╭──
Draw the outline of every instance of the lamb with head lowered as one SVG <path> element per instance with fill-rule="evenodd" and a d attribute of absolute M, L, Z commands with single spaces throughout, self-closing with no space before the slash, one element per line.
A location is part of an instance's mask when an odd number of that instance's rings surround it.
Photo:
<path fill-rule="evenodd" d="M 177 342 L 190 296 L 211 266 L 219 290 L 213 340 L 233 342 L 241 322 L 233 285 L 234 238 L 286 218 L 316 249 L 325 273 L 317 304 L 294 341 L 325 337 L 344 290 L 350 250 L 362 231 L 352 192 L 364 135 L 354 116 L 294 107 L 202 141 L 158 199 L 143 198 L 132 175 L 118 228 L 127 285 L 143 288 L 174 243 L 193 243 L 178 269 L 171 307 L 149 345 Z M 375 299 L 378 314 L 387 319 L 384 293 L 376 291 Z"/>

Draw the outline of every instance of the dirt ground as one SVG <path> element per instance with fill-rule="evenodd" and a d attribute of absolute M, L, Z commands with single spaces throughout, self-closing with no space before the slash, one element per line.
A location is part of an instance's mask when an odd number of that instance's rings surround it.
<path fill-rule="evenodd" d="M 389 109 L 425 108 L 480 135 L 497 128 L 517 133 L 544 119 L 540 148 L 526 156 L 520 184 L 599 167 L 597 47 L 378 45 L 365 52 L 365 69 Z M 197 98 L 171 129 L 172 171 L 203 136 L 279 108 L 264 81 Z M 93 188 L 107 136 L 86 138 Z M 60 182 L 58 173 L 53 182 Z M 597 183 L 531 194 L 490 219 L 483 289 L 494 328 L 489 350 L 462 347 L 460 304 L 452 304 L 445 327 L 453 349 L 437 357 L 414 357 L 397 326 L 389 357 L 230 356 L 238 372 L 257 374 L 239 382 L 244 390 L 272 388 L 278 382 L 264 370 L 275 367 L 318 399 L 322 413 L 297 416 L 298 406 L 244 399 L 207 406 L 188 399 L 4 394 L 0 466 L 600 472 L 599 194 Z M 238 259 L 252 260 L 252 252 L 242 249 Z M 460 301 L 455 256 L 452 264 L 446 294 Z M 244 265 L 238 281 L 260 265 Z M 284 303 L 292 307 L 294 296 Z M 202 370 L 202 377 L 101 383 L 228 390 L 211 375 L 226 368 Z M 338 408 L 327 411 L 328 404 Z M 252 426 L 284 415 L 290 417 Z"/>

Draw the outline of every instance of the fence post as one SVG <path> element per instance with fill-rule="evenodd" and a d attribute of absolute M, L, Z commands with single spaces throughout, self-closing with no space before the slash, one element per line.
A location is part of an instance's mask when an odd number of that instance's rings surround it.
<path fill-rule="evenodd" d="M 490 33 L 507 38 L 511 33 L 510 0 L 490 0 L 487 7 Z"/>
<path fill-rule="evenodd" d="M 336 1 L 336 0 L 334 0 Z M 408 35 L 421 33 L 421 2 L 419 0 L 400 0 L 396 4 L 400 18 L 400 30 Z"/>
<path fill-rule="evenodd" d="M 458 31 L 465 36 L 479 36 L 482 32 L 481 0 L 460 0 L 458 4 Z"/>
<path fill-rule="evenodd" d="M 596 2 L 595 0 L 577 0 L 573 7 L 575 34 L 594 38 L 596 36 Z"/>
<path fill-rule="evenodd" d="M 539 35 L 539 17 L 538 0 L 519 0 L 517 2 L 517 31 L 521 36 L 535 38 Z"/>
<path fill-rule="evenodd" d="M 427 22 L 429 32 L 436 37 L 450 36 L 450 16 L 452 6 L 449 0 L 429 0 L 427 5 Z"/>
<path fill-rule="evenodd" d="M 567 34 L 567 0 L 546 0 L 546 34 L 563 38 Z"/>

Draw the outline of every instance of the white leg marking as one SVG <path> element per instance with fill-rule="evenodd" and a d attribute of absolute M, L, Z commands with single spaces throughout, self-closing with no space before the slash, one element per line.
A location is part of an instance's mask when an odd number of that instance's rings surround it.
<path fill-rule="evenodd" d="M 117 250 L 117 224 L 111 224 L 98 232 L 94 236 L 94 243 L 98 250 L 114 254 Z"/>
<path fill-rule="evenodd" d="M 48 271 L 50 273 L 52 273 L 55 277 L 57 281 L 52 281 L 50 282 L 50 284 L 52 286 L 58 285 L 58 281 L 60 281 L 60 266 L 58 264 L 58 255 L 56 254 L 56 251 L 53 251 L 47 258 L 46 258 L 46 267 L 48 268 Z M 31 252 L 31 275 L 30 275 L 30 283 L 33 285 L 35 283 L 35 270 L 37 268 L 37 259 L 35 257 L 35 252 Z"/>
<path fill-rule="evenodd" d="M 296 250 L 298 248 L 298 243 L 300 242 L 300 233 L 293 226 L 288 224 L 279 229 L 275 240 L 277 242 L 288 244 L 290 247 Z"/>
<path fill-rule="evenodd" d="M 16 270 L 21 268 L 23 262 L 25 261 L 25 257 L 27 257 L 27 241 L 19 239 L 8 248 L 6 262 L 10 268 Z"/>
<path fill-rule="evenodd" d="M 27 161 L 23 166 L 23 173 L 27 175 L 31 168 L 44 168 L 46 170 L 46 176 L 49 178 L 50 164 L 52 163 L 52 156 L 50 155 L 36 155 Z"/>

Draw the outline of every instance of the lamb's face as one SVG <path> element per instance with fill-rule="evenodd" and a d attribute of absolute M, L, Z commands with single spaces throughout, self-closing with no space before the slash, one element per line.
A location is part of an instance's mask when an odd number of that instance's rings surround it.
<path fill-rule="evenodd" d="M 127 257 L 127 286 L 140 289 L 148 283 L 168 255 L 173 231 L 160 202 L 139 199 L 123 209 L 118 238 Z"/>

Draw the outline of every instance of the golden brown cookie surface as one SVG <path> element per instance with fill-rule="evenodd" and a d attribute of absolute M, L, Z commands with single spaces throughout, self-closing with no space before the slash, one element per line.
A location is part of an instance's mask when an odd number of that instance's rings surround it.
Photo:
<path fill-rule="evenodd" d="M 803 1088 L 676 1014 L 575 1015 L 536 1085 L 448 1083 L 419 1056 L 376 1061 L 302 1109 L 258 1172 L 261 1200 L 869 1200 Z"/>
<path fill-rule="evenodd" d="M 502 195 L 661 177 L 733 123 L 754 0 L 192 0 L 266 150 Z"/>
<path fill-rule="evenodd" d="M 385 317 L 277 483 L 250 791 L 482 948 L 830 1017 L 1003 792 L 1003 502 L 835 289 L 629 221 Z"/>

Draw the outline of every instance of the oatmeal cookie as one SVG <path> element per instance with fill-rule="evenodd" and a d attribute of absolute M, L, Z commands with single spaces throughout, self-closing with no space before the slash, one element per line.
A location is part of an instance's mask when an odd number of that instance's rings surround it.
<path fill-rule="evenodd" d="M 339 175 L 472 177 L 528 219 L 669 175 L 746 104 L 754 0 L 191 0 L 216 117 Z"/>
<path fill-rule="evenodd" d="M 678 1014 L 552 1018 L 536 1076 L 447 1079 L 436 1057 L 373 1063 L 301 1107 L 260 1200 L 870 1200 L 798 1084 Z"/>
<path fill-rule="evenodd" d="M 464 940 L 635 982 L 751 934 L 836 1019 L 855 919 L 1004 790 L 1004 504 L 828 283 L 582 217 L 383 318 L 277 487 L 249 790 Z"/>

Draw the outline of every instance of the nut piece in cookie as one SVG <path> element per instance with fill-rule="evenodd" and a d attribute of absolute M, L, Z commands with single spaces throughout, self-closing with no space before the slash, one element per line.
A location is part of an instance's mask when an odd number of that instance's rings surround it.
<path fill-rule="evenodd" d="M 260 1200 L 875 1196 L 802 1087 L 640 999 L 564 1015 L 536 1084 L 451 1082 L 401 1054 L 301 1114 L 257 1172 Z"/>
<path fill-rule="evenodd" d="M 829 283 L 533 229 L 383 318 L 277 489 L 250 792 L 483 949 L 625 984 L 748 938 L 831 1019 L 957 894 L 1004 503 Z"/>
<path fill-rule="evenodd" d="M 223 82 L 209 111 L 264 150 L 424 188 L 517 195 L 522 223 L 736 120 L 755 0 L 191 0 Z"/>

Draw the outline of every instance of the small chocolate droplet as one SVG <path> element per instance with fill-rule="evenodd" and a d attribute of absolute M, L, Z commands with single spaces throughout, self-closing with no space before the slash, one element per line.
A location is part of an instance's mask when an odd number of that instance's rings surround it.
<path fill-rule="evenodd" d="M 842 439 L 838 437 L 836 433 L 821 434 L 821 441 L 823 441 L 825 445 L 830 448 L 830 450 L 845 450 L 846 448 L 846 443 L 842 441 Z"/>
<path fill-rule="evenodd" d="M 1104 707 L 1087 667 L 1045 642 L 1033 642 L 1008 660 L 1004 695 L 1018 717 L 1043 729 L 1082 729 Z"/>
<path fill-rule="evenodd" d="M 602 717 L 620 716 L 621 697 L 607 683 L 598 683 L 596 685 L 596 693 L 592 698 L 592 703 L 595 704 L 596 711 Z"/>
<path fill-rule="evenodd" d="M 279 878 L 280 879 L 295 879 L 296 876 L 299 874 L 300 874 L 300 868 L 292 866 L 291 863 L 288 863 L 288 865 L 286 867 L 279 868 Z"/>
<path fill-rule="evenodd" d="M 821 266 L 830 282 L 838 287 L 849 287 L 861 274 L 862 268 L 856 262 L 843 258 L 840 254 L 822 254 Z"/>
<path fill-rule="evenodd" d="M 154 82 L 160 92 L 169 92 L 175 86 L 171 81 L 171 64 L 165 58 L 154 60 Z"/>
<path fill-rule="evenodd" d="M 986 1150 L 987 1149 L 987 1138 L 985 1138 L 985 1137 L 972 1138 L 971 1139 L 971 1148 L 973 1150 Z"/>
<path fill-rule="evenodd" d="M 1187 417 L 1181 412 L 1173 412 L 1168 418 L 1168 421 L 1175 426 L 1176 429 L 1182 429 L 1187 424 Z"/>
╰──
**WHAT YOU WILL DO:** All lines above that include the word "lamb" must be copied into the answer.

**RESULT OF THIS EXERCISE:**
Draw the outline of every instance of the lamb with head lowered as one SVG <path> element per instance with fill-rule="evenodd" and a d attribute of absolute M, L, Z commands with single spaces throughout, self-closing with no space before the slash, one element per line.
Draw the outline of every instance of the lamb's face as one SVG <path> element per instance with fill-rule="evenodd" and a d attribute of absolute M, L, Z commands with single spaces throughout, self-closing with no space before the slash, one element per line.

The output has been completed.